Work item: Would you please return the lines of the entries below starting at the line that has "Target: spectator" and ending at the line that has "[point] football (one", both included, exactly as they are?

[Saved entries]

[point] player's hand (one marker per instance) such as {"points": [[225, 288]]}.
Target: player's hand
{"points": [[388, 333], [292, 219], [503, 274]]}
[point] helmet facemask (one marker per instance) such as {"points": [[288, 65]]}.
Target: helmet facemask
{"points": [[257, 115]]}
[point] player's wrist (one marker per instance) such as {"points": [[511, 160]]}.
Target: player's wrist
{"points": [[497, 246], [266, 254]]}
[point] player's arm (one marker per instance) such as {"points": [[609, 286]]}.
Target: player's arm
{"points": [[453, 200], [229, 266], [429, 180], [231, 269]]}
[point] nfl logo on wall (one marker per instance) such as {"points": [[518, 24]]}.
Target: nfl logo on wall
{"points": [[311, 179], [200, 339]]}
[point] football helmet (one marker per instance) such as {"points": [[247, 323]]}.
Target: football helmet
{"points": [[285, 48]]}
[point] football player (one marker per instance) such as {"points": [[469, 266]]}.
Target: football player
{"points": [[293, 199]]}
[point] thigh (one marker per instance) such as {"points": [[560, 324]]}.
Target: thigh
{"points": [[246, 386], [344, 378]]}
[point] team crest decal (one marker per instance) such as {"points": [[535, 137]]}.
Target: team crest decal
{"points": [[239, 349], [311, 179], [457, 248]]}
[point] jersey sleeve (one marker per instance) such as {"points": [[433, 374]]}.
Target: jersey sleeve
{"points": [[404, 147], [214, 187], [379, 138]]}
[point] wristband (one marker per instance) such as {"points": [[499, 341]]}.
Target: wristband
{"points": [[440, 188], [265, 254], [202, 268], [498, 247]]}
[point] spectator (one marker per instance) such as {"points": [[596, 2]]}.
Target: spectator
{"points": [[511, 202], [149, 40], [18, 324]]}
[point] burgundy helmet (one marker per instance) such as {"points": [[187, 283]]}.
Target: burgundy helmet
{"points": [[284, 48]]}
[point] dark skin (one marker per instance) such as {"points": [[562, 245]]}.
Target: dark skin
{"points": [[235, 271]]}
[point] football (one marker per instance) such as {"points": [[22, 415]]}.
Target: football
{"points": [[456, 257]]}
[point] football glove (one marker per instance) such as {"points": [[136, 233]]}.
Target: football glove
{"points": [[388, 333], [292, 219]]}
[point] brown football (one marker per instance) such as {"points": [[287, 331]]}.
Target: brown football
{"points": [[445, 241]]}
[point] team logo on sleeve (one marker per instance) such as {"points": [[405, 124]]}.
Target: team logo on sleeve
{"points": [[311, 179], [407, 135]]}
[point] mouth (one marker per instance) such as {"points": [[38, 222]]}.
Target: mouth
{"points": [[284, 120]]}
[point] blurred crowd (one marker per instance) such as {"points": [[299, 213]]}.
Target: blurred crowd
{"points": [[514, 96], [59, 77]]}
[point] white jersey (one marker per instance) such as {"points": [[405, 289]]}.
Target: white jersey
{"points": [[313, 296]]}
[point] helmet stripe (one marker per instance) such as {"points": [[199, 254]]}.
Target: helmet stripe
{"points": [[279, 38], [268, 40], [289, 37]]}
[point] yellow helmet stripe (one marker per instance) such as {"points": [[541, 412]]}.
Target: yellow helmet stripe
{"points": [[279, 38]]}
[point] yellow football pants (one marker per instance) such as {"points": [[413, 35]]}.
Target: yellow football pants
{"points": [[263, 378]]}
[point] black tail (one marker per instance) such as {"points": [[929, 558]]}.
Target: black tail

Exercise response:
Target: spectator
{"points": [[511, 202], [149, 40], [18, 324]]}
[point] burgundy helmet (one marker per instance) such as {"points": [[187, 283]]}.
Target: burgundy helmet
{"points": [[284, 48]]}
[point] dark skin (one marker per instance) such as {"points": [[562, 245]]}.
Target: dark skin
{"points": [[235, 271]]}
[point] football (one marker per instance) such as {"points": [[22, 415]]}.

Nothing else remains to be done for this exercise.